* Begin Document passage *

DailyBusMinMax = pd.merge(left=DailyBusMin, right=DailyBusMax, how='inner',on='Date', suffixes=('Min', 'Max'))
DailyBusMinMax = DailyBusMinMax.rename(columns={'RecordedAtTimeMin':'EarliestBusArrival', 'RecordedAtTimeMax':'LatestBusArrival'})

DailyBusMinMax.reset_index(level=0, inplace=True)
DailyBusMinMax['Date'] = pd.to_datetime(DailyBusMinMax['Date'],format='%Y-%m-%d')
DailyBusMinMax['EarliestBusArrival'] = pd.to_datetime(DailyBusMinMax['EarliestBusArrival'], format='%Y-%m-%d %H:%M:%S')
DailyBusMinMax['LatestBusArrival'] = pd.to_datetime(DailyBusMinMax['LatestBusArrival'], format='%Y-%m-%d %H:%M:%S')

DailyBusMinMax.head()

In the cell below, we take the bus arrival times (when the bus pulls into the stop), the dates associated with each bus arrival time (to help with subsequent merges) and the timedeltas (which we may plot later on) from the original `M100_NICK` data

In [None]:
BusArrivals = M100_NICK.loc[:,['RecordedAtTime','time_delta_mins']]
dates = M100_NICK['RecordedAtTime'].str.split(' ', 1, expand=True).rename(columns={0:'Date'})
BusArrivals.insert(loc=0, column='Date', value=dates['Date'])

BusArrivals = BusArrivals.rename(columns={'RecordedAtTime':'BusArrivalTime'})

# Change Column DataTypes from String (object) to DateTime
BusArrivals['BusArrivalTime'] = pd.to_datetime(BusArrivals['BusArrivalTime'], format='%Y-%m-%d %H:%M:%S')
BusArrivals['Date'] = pd.to_datetime(BusArrivals['Date'], format='%Y-%m-%d %H:%M:%S')
BusArrivals = BusArrivals.drop_duplicates()

BusArrivals.head()

Next, we define a simulation function which gets the `low` and `high` bounds of the uniform distribution from the DailyBusMinMax dataframe and then takes `NumPassengers` for population size of passengers to simulate. 

This simulation function creates a "pivot table" with the Date as pseudo-index and an artificial passengerId for column headers. For each date, the table contains each passenger in NumPassengers simulated bus arrival time (the time at which each passenger approaches the bus stop with the hopes of boarding a bus.)

Of course, the table that results isn't a true pivot table, because the Date column is just another column, rather than a pandas index. Keeping the Date as a column allows us to reference it as a column later on, which will come in handy when we need to return a series of dates.

In [None]:
def passengerSim(DailyBusMinMax, NumPassengers):
    
    #time between the first and last bus arrivals
    dailyDelta = DailyBusMinMax['LatestBusArrival'] - DailyBusMinMax['EarliestBusArrival']
    
    # the first bus arrival
    dailyMin = DailyBusMinMax['EarliestBusArrival']
    
    #number of dates to simulate for
    NumDates = len(DailyBusMinMax.Date)

* End Document passage *
* Begin Given records *

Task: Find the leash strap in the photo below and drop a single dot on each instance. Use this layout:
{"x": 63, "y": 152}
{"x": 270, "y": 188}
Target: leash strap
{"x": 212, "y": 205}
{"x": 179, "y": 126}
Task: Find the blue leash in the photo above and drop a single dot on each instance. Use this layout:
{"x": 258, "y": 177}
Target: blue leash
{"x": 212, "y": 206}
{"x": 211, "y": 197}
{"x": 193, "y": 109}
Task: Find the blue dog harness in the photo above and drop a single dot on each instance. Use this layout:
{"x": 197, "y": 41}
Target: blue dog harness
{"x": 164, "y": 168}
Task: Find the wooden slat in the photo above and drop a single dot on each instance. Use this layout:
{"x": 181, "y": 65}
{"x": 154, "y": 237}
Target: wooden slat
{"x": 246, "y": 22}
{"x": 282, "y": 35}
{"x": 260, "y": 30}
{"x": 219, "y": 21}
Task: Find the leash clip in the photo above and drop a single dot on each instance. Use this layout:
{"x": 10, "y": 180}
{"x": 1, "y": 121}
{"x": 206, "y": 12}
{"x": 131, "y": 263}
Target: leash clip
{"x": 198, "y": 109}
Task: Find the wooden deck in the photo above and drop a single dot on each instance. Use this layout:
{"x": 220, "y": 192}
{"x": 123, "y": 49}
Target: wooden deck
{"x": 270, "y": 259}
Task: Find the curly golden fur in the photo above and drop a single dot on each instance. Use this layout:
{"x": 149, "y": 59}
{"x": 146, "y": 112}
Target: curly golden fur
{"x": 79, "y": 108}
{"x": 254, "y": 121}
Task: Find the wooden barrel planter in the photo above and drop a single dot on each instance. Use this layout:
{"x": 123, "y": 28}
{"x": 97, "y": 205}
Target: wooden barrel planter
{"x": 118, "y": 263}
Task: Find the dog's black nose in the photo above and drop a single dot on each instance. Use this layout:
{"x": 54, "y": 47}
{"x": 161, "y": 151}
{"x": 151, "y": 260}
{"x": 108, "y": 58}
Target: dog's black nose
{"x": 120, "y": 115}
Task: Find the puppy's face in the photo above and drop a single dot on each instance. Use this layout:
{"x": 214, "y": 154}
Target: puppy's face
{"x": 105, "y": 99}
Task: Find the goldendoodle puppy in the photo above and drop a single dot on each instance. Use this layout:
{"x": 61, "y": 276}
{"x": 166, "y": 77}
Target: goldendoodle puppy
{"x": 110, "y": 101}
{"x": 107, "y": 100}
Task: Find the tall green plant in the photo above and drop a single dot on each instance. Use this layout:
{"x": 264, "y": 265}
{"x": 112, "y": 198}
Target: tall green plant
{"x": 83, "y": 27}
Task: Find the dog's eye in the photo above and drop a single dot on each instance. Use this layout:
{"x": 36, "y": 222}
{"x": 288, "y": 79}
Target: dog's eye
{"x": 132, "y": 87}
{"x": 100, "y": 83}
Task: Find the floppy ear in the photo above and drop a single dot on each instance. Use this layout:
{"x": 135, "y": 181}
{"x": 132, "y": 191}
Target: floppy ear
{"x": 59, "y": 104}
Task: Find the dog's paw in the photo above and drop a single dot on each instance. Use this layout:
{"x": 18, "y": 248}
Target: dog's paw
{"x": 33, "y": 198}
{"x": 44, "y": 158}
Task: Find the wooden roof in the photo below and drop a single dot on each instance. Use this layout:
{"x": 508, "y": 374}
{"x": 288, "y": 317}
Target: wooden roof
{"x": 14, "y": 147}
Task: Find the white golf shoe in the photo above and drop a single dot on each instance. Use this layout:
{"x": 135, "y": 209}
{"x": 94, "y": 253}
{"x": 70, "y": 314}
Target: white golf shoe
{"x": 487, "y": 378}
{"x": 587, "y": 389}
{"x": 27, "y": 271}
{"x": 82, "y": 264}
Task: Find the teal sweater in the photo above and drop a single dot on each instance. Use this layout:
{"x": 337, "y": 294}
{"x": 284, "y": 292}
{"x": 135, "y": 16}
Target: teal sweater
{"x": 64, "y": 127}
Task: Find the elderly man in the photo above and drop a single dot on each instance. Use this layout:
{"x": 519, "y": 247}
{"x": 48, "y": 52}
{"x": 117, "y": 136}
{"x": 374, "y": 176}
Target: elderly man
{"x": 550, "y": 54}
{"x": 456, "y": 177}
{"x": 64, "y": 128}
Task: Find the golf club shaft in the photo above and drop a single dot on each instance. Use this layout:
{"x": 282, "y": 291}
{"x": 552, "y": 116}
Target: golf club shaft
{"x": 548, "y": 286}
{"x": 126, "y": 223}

* End Given records *

• **Brief A**
In the passage on simulating bus arrivals, list every column that is passed to pd.to_datetime, each with the dataframe it belongs to.
• **Brief B**
Copy the listing from the line containing "Task: Find the floppy" through the end of the listing, with both ends included.

• **Complete output A**
- DailyBusMinMax['Date']
- DailyBusMinMax['EarliestBusArrival']
- DailyBusMinMax['LatestBusArrival']
- BusArrivals['BusArrivalTime']
- BusArrivals['Date']

• **Complete output B**
Task: Find the floppy ear in the photo above and drop a single dot on each instance. Use this layout:
{"x": 135, "y": 181}
{"x": 132, "y": 191}
Target: floppy ear
{"x": 59, "y": 104}
Task: Find the dog's paw in the photo above and drop a single dot on each instance. Use this layout:
{"x": 18, "y": 248}
Target: dog's paw
{"x": 33, "y": 198}
{"x": 44, "y": 158}
Task: Find the wooden roof in the photo below and drop a single dot on each instance. Use this layout:
{"x": 508, "y": 374}
{"x": 288, "y": 317}
Target: wooden roof
{"x": 14, "y": 147}
Task: Find the white golf shoe in the photo above and drop a single dot on each instance. Use this layout:
{"x": 135, "y": 209}
{"x": 94, "y": 253}
{"x": 70, "y": 314}
Target: white golf shoe
{"x": 487, "y": 378}
{"x": 587, "y": 389}
{"x": 27, "y": 271}
{"x": 82, "y": 264}
Task: Find the teal sweater in the photo above and drop a single dot on each instance. Use this layout:
{"x": 337, "y": 294}
{"x": 284, "y": 292}
{"x": 135, "y": 16}
Target: teal sweater
{"x": 64, "y": 127}
Task: Find the elderly man in the photo above and drop a single dot on each instance. Use this layout:
{"x": 519, "y": 247}
{"x": 48, "y": 52}
{"x": 117, "y": 136}
{"x": 374, "y": 176}
Target: elderly man
{"x": 550, "y": 54}
{"x": 456, "y": 177}
{"x": 64, "y": 128}
Task: Find the golf club shaft in the photo above and drop a single dot on each instance. Use this layout:
{"x": 282, "y": 291}
{"x": 552, "y": 116}
Target: golf club shaft
{"x": 548, "y": 286}
{"x": 126, "y": 223}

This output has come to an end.